EXERCISE GOAL: The lines from the one holding "the blurred player" to the end of the records below, exactly as written, are the only thing to return.

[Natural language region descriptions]
_ _ _ _ _

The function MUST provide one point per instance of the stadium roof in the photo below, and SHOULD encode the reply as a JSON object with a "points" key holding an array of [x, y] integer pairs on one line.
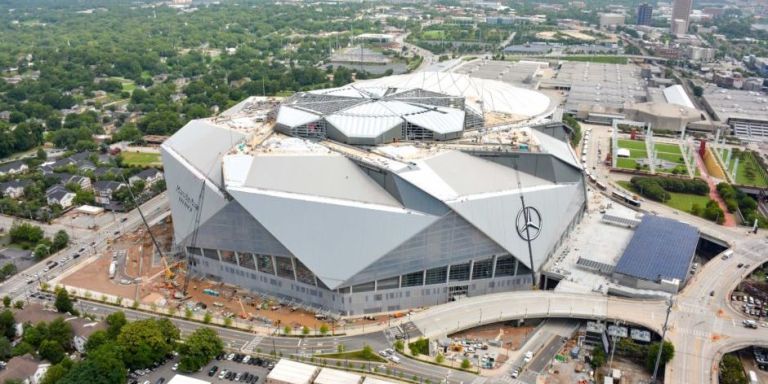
{"points": [[660, 249], [479, 94]]}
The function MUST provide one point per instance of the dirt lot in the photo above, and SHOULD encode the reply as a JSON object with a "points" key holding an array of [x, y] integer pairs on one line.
{"points": [[139, 262], [511, 336]]}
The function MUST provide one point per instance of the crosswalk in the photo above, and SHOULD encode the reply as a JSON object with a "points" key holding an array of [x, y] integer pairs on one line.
{"points": [[694, 332], [250, 346]]}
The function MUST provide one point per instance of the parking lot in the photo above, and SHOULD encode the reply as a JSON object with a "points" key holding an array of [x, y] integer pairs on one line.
{"points": [[253, 371]]}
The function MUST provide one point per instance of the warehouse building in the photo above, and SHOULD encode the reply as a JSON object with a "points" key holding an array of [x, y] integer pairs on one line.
{"points": [[745, 112], [354, 229], [659, 255]]}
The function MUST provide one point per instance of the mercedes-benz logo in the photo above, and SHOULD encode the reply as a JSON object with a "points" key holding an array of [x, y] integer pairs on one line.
{"points": [[528, 223]]}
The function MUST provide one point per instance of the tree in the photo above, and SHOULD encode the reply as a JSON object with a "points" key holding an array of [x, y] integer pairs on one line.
{"points": [[41, 154], [6, 349], [51, 351], [667, 353], [103, 366], [60, 240], [7, 324], [96, 340], [41, 251], [63, 303], [57, 372], [115, 322], [144, 343], [199, 349]]}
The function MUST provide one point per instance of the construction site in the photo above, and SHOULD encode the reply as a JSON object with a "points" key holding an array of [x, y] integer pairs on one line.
{"points": [[132, 269]]}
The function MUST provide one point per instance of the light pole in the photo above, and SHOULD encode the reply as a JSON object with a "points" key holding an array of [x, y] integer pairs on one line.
{"points": [[661, 344]]}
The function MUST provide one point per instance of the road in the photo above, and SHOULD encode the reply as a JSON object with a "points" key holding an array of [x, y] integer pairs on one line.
{"points": [[90, 242]]}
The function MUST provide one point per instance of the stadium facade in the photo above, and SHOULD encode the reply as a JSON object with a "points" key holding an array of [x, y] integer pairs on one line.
{"points": [[328, 198]]}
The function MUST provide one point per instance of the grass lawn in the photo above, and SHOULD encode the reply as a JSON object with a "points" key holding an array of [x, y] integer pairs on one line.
{"points": [[741, 173], [433, 35], [632, 144], [681, 201], [675, 158], [605, 59], [638, 153], [354, 355], [625, 163], [141, 158], [669, 148]]}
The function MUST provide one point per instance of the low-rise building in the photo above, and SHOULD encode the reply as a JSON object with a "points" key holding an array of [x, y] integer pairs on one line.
{"points": [[13, 168], [104, 191], [60, 195], [149, 176], [26, 369]]}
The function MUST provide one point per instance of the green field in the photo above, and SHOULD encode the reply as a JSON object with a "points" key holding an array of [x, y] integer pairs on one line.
{"points": [[604, 59], [141, 159], [680, 201], [433, 35], [636, 152]]}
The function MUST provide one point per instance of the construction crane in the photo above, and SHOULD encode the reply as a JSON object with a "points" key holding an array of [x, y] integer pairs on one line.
{"points": [[243, 313], [193, 236], [169, 275]]}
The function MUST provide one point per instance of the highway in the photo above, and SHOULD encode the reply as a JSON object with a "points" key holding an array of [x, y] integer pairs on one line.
{"points": [[90, 242]]}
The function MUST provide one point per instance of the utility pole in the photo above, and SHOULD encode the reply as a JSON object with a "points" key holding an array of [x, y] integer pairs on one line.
{"points": [[661, 344]]}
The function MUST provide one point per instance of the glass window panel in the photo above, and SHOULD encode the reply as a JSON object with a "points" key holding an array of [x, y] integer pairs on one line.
{"points": [[393, 282], [437, 275], [459, 272], [482, 269], [413, 279]]}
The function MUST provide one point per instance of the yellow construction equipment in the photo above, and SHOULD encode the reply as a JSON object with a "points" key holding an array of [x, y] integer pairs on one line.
{"points": [[243, 314]]}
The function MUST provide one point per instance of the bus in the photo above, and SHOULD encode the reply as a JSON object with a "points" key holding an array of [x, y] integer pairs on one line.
{"points": [[625, 199]]}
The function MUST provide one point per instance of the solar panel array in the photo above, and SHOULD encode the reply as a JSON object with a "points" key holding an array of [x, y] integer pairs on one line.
{"points": [[661, 248]]}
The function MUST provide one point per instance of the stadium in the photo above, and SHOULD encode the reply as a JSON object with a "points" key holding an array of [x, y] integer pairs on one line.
{"points": [[378, 196]]}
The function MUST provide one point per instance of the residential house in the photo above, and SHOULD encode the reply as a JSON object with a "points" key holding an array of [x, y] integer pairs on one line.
{"points": [[149, 176], [82, 328], [26, 369], [67, 178], [102, 172], [13, 168], [14, 188], [60, 195], [104, 191]]}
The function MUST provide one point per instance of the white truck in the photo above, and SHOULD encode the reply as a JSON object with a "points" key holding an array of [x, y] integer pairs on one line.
{"points": [[112, 269]]}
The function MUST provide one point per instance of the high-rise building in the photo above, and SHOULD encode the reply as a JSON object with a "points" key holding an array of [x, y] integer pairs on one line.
{"points": [[681, 10], [644, 14]]}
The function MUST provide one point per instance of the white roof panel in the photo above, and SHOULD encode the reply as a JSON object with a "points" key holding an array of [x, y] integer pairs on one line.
{"points": [[676, 95], [440, 120], [293, 117], [335, 239], [287, 371], [334, 376]]}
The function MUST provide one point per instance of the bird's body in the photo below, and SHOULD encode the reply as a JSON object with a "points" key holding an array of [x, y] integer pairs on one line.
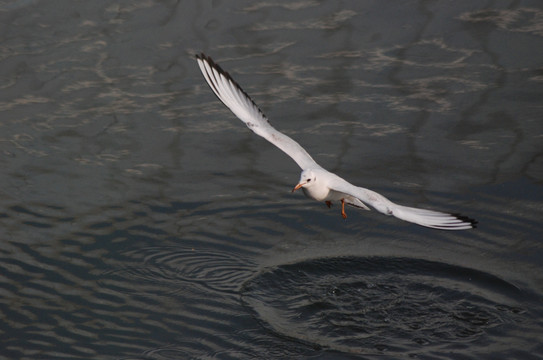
{"points": [[316, 182]]}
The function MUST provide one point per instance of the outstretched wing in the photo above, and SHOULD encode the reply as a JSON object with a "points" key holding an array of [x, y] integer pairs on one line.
{"points": [[237, 100], [429, 218]]}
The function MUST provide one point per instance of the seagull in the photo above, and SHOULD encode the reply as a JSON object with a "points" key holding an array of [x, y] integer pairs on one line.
{"points": [[316, 182]]}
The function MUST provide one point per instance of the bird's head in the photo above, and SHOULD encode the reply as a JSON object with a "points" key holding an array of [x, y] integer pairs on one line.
{"points": [[307, 179]]}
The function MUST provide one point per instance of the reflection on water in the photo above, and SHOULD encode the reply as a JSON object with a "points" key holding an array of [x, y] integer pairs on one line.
{"points": [[390, 305], [140, 220]]}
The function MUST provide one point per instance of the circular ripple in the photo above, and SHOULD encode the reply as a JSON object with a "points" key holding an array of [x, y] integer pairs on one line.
{"points": [[376, 305]]}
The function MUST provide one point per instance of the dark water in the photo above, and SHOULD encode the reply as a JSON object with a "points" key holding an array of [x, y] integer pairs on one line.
{"points": [[141, 220]]}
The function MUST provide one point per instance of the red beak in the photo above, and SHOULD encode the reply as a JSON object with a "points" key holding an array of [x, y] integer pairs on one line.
{"points": [[298, 186]]}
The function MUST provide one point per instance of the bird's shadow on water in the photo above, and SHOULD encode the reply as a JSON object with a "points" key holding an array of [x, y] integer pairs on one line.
{"points": [[384, 305]]}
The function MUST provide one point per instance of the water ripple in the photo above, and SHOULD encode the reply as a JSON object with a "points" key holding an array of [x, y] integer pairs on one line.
{"points": [[388, 305]]}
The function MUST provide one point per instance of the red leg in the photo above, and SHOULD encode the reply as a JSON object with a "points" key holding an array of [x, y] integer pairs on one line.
{"points": [[343, 209]]}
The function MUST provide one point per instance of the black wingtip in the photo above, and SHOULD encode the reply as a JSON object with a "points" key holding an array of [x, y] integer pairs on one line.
{"points": [[469, 220]]}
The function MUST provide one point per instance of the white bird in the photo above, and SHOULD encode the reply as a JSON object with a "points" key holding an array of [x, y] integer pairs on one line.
{"points": [[316, 182]]}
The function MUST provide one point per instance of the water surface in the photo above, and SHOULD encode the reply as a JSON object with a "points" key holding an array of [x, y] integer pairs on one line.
{"points": [[141, 220]]}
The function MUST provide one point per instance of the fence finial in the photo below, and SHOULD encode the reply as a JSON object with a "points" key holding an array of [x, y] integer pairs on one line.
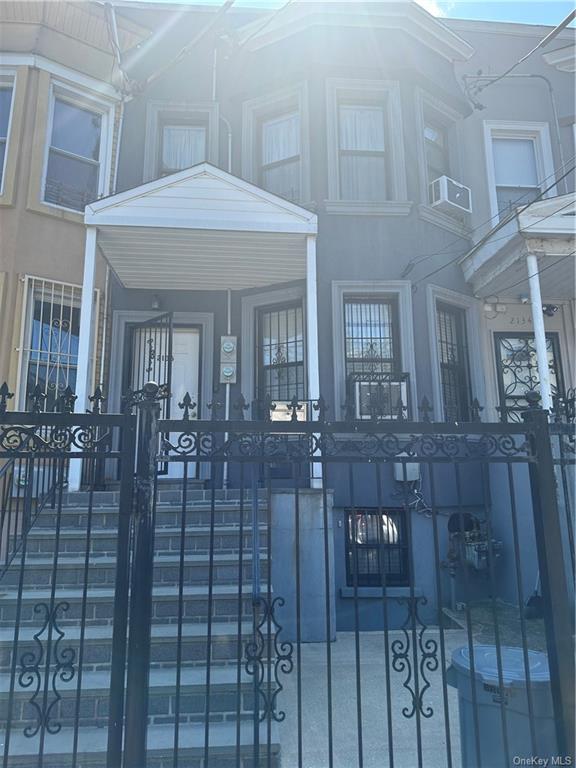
{"points": [[5, 395]]}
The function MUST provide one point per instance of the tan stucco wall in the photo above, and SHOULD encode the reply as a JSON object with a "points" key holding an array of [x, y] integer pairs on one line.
{"points": [[36, 239]]}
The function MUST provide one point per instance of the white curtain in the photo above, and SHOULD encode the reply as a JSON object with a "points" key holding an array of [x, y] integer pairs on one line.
{"points": [[515, 162], [280, 138], [183, 146], [362, 128]]}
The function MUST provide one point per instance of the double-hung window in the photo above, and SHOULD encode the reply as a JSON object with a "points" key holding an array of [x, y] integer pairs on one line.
{"points": [[362, 152], [280, 166], [281, 372], [74, 169], [436, 149], [374, 383], [6, 92], [376, 548], [182, 146], [454, 366], [515, 172]]}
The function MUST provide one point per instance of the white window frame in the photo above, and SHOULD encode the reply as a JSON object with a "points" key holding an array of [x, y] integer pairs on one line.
{"points": [[386, 92], [474, 321], [8, 79], [25, 328], [402, 292], [82, 99], [156, 109], [540, 135], [254, 111]]}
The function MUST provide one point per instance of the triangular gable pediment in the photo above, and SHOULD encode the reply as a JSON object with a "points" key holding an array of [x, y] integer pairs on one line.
{"points": [[202, 197]]}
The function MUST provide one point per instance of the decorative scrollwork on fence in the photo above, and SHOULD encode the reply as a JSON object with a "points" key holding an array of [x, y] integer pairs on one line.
{"points": [[46, 666], [53, 439], [424, 655], [281, 663]]}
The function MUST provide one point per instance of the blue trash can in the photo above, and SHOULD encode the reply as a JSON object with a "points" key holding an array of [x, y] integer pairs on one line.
{"points": [[513, 694]]}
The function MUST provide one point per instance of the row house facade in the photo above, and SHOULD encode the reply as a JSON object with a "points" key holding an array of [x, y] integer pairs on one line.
{"points": [[327, 199]]}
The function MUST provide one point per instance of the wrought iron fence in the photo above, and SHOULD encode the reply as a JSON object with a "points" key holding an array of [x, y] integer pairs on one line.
{"points": [[210, 623]]}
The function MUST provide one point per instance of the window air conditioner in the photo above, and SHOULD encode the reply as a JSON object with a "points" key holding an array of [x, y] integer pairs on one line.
{"points": [[449, 196], [369, 397]]}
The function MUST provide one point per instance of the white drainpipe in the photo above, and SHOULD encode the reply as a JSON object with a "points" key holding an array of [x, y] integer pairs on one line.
{"points": [[539, 331]]}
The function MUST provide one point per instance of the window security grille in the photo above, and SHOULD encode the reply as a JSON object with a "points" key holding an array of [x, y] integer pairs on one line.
{"points": [[281, 373], [51, 336], [454, 366], [376, 548]]}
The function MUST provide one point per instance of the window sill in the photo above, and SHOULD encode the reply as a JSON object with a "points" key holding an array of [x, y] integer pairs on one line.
{"points": [[375, 593], [352, 208], [443, 220]]}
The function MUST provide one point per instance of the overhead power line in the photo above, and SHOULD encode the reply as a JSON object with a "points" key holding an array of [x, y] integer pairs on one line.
{"points": [[545, 40]]}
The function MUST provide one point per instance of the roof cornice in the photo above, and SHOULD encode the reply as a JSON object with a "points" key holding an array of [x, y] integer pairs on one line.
{"points": [[406, 16]]}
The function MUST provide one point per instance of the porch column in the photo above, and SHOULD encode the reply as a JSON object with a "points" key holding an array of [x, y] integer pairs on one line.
{"points": [[312, 361], [84, 342], [539, 331]]}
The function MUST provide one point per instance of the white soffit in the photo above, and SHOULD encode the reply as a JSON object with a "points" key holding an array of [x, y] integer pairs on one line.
{"points": [[201, 198], [172, 259]]}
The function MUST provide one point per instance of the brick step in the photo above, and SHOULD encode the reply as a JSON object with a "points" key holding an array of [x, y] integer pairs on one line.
{"points": [[99, 608], [97, 647], [167, 540], [70, 571], [166, 515], [92, 743], [231, 694]]}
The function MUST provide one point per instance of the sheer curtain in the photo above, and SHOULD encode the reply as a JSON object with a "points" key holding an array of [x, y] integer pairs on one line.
{"points": [[182, 146], [362, 152], [281, 155]]}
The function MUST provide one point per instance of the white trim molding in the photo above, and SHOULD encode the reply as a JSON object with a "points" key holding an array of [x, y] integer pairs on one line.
{"points": [[402, 291], [255, 110], [540, 135], [387, 93], [207, 112], [248, 331], [474, 322]]}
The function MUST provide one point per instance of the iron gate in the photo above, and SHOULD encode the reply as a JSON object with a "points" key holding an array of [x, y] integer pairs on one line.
{"points": [[311, 624]]}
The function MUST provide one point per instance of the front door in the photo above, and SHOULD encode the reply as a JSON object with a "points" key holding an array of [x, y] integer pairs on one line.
{"points": [[185, 378]]}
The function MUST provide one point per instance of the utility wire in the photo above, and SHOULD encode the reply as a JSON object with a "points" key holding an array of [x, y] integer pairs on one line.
{"points": [[538, 272], [418, 259], [489, 234], [545, 40]]}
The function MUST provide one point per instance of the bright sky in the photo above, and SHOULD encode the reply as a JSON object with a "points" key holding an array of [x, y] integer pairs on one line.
{"points": [[550, 12]]}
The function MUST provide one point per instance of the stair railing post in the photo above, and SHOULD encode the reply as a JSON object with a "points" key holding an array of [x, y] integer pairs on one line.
{"points": [[137, 681], [558, 609]]}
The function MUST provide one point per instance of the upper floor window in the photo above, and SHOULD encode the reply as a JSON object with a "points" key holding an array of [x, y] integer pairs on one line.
{"points": [[74, 173], [362, 152], [436, 148], [515, 171], [5, 110], [280, 170], [453, 356], [275, 146], [519, 164], [366, 168], [183, 145]]}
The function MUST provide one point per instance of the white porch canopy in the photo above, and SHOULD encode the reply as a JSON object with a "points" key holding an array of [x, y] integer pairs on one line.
{"points": [[533, 255], [200, 229]]}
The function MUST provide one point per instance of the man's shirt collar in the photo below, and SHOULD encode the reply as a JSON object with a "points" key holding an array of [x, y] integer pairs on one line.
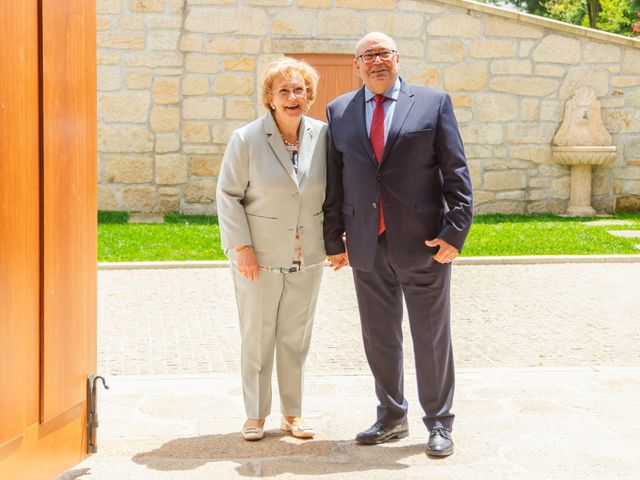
{"points": [[391, 92]]}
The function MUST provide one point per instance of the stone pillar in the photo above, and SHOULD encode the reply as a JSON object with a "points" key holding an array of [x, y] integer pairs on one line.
{"points": [[580, 200]]}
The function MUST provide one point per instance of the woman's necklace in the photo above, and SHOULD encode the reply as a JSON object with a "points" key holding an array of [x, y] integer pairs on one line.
{"points": [[288, 144]]}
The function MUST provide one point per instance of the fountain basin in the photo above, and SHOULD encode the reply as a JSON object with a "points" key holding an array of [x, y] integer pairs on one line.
{"points": [[584, 155]]}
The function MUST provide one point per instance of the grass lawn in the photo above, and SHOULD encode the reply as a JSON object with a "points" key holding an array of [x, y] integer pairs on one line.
{"points": [[184, 237]]}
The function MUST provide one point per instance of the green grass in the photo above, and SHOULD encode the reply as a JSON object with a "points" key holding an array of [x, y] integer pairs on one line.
{"points": [[184, 237], [181, 237], [547, 235]]}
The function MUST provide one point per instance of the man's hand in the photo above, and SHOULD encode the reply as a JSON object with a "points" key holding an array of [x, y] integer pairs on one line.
{"points": [[446, 253], [247, 263], [338, 261]]}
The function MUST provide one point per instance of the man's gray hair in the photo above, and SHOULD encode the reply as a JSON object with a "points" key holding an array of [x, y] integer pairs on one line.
{"points": [[377, 35]]}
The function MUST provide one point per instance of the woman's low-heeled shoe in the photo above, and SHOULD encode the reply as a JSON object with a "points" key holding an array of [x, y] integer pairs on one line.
{"points": [[299, 430], [252, 433]]}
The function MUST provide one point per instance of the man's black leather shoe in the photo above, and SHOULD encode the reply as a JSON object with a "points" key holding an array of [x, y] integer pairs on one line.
{"points": [[378, 433], [440, 443]]}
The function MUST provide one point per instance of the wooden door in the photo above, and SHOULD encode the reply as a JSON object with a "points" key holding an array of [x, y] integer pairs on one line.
{"points": [[47, 234], [337, 76]]}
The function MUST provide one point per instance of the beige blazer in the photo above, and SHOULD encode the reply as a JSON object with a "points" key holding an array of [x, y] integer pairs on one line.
{"points": [[260, 199]]}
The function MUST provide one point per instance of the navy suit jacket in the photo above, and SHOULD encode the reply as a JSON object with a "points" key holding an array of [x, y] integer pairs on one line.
{"points": [[422, 180]]}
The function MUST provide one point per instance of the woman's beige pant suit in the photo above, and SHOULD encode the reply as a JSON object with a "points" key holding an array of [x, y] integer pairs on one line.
{"points": [[262, 202]]}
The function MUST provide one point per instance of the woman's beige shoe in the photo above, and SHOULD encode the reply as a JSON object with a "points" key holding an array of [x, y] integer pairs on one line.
{"points": [[297, 428], [253, 433]]}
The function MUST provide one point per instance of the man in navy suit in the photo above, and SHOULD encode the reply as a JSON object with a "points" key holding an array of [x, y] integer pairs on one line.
{"points": [[398, 209]]}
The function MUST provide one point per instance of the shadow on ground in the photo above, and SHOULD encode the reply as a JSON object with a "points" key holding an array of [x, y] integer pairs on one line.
{"points": [[276, 454]]}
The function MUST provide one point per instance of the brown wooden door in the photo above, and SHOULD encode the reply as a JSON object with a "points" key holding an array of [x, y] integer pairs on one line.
{"points": [[47, 234], [337, 76]]}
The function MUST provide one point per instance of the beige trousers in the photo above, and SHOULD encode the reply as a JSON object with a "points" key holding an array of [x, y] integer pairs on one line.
{"points": [[276, 313]]}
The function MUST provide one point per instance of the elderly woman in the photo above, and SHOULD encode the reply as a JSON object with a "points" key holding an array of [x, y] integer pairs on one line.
{"points": [[269, 197]]}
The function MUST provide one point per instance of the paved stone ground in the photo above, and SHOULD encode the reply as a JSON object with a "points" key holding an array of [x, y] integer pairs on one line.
{"points": [[548, 381], [184, 321], [511, 424]]}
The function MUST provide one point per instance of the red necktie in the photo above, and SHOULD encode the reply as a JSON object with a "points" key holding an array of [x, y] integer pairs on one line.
{"points": [[377, 142]]}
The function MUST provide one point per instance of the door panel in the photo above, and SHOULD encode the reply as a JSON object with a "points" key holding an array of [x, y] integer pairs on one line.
{"points": [[69, 202], [337, 76], [47, 234], [19, 219]]}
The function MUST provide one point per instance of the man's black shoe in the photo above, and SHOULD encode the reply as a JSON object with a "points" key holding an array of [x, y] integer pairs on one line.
{"points": [[440, 443], [378, 433]]}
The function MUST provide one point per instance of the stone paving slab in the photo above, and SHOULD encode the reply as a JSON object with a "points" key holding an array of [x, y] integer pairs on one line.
{"points": [[579, 423], [184, 321], [604, 223], [625, 233]]}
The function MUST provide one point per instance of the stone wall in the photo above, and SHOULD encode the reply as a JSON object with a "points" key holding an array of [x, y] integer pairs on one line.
{"points": [[176, 77]]}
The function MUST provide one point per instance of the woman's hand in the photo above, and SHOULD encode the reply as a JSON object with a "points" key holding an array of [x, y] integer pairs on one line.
{"points": [[247, 263]]}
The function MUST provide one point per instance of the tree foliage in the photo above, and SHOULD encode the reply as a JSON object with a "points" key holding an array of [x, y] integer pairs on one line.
{"points": [[615, 16]]}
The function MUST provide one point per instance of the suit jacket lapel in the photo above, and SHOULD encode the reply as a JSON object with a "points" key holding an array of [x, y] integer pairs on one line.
{"points": [[360, 123], [277, 145], [308, 139], [403, 106]]}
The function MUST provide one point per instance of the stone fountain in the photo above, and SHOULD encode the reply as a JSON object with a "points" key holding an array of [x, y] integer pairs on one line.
{"points": [[582, 141]]}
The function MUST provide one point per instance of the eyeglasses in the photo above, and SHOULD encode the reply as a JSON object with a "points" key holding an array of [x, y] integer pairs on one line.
{"points": [[286, 93], [385, 56]]}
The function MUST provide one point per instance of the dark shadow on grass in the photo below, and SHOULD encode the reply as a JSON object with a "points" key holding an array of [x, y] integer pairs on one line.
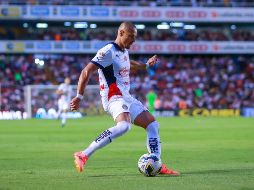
{"points": [[183, 174], [113, 175], [220, 171]]}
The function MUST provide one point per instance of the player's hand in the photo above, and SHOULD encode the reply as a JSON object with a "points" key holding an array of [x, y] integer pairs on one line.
{"points": [[75, 104], [152, 61]]}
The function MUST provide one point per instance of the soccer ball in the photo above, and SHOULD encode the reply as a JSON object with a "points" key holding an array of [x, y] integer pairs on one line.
{"points": [[149, 165]]}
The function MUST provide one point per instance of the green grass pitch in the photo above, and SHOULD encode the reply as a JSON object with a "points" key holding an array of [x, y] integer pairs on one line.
{"points": [[211, 154]]}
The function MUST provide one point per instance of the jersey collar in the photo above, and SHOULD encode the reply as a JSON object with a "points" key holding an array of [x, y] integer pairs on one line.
{"points": [[118, 47]]}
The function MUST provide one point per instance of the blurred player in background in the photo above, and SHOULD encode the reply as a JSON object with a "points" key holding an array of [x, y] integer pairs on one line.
{"points": [[64, 91], [113, 65], [151, 97]]}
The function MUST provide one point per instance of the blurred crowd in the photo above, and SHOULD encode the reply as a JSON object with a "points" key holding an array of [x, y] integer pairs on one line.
{"points": [[207, 81], [61, 33], [151, 3]]}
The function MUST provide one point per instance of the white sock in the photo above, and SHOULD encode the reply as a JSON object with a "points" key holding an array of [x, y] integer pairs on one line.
{"points": [[63, 118], [153, 138], [107, 137]]}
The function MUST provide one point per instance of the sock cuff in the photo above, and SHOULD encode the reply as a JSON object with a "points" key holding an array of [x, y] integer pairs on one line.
{"points": [[153, 124]]}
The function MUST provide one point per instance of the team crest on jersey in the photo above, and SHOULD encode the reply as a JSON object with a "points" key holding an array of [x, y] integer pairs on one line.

_ _ _ _ _

EXERCISE RESPONSE:
The function MUST provide one point per instance of the blurred player in background in the photo above, and SHOULD encode the reply as a JSON object with a "points" key holding an array of [x, y] integer pairs on one line.
{"points": [[64, 91], [113, 65], [151, 97]]}
The function MUST provide one point per instance of the blurred crowd in the photo above, and SHOULD encode the reply as a JSON object with a "points" key holding an array of [x, y] integer pairs on one line.
{"points": [[207, 81], [61, 33], [151, 3]]}
The function MUST provide one point per instance of the white sock in the photo above, and SHOULD encode the reply as a JSON object with a "points" key holding an array of [x, y] integer pairs on one line.
{"points": [[63, 118], [153, 138], [107, 137]]}
The function MUST provide one point per instance of the sock cuff in the photo above, and SHOULD encode the reply as a JSON object with a "points" key holding an array of [x, y] integer pairs on one line.
{"points": [[153, 124]]}
The function MUST provide one point per instance of the team crest on jersey in the photo above, and SHOULD encode the reply as a JSON object with a "points" key holding an array of [x, y] integer pairs on one line.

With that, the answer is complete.